▶ [DATA FOR THE TASK]:

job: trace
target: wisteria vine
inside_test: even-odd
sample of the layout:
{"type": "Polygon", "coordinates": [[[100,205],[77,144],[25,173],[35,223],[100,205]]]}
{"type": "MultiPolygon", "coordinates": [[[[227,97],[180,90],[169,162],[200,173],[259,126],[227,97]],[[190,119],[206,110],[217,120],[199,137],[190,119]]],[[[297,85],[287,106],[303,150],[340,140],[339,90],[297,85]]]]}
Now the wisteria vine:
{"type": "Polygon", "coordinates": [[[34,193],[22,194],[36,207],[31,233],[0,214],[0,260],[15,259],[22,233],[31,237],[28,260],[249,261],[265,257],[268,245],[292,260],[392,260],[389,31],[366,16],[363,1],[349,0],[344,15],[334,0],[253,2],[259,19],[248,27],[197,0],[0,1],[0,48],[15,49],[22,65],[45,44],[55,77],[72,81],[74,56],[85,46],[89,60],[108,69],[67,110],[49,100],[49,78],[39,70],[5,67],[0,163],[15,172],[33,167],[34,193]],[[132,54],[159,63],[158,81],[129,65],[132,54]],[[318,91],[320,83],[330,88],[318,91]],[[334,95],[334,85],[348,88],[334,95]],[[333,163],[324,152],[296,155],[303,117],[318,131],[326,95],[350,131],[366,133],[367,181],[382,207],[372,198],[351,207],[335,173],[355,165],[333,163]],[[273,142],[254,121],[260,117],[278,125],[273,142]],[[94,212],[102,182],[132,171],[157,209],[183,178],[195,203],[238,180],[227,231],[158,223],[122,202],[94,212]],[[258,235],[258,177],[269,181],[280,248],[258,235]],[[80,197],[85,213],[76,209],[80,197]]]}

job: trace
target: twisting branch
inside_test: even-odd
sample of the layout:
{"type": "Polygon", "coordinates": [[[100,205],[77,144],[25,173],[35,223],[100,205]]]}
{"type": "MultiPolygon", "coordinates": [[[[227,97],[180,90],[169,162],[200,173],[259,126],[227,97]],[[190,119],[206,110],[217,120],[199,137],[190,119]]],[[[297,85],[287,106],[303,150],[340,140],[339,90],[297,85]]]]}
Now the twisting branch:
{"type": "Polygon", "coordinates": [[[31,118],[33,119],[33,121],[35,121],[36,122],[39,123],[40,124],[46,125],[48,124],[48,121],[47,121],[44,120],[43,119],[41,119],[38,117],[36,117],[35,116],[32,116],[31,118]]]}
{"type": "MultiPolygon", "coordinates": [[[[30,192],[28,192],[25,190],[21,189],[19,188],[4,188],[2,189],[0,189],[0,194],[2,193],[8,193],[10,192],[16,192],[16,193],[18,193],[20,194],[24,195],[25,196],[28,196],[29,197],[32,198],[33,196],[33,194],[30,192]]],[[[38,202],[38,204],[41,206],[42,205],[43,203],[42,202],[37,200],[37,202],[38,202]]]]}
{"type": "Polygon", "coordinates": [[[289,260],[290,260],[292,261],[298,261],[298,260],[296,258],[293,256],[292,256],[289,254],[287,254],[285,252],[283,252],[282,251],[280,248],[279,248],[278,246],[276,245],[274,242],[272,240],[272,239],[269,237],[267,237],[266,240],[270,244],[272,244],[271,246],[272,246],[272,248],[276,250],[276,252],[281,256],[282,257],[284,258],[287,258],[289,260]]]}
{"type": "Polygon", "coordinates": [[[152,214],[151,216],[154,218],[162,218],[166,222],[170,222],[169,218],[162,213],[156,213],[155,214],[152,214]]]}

▶ [GOAL]:
Copy every line of the records above, keeping each character unchanged.

▶ [CORRECT OUTPUT]:
job: trace
target: wisteria vine
inside_test: even-odd
sample of the layout:
{"type": "Polygon", "coordinates": [[[100,205],[77,144],[25,173],[35,223],[100,205]]]}
{"type": "MultiPolygon", "coordinates": [[[[227,97],[180,90],[169,162],[200,173],[259,126],[227,97]],[[190,119],[206,110],[217,120],[199,137],[190,119]]],[[[297,85],[287,106],[303,150],[340,140],[339,90],[297,85]]]]}
Now the wisteria vine:
{"type": "Polygon", "coordinates": [[[34,193],[22,194],[36,207],[31,233],[0,214],[0,260],[15,259],[22,233],[31,237],[28,260],[249,261],[265,257],[268,245],[292,260],[392,260],[389,31],[366,16],[363,1],[349,0],[344,15],[334,0],[253,2],[259,19],[248,27],[197,0],[0,1],[0,48],[15,49],[22,65],[45,44],[55,77],[72,81],[74,56],[85,46],[89,60],[108,69],[67,110],[49,100],[49,78],[39,70],[5,67],[0,163],[15,172],[33,167],[34,193]],[[132,54],[159,63],[158,81],[129,65],[132,54]],[[318,91],[320,83],[330,88],[318,91]],[[334,95],[334,85],[348,88],[334,95]],[[333,163],[324,152],[296,155],[303,117],[318,131],[326,95],[350,131],[366,133],[367,181],[382,207],[372,198],[351,207],[335,173],[355,165],[333,163]],[[273,142],[254,121],[260,117],[278,125],[273,142]],[[94,212],[102,182],[132,171],[157,209],[183,178],[195,203],[238,180],[227,231],[158,223],[122,202],[94,212]],[[258,235],[258,177],[269,181],[280,248],[258,235]],[[80,197],[85,213],[76,209],[80,197]]]}

job: trace
target: twisting branch
inside_test: even-odd
sample of the layout:
{"type": "Polygon", "coordinates": [[[100,205],[77,144],[25,173],[35,223],[100,205]]]}
{"type": "MultiPolygon", "coordinates": [[[[227,97],[180,90],[169,162],[200,173],[259,126],[227,97]],[[190,119],[206,110],[217,120],[199,137],[190,119]]],[[[297,85],[287,106],[303,150],[340,140],[339,90],[297,85]]]]}
Now the twisting branch:
{"type": "Polygon", "coordinates": [[[31,118],[33,119],[33,121],[35,121],[36,122],[39,123],[40,124],[46,125],[48,124],[48,121],[47,121],[44,120],[43,119],[41,119],[38,117],[36,117],[35,116],[32,116],[31,118]]]}
{"type": "MultiPolygon", "coordinates": [[[[30,192],[28,192],[25,190],[21,189],[19,188],[4,188],[2,189],[0,189],[0,194],[2,193],[8,193],[10,192],[16,192],[16,193],[18,193],[20,194],[24,195],[25,196],[28,196],[29,197],[32,198],[33,196],[33,194],[30,192]]],[[[38,202],[38,204],[41,206],[42,205],[43,203],[42,202],[37,200],[37,202],[38,202]]]]}
{"type": "Polygon", "coordinates": [[[289,260],[290,260],[292,261],[298,261],[298,260],[296,258],[293,256],[292,256],[289,254],[287,254],[285,252],[283,252],[282,251],[280,248],[279,248],[278,246],[276,245],[274,242],[272,240],[272,239],[269,237],[267,237],[266,240],[270,244],[272,244],[271,246],[272,246],[272,248],[276,250],[276,252],[281,256],[282,257],[284,258],[287,258],[289,260]]]}
{"type": "Polygon", "coordinates": [[[152,214],[151,216],[154,218],[162,218],[166,222],[170,222],[169,218],[162,213],[156,213],[155,214],[152,214]]]}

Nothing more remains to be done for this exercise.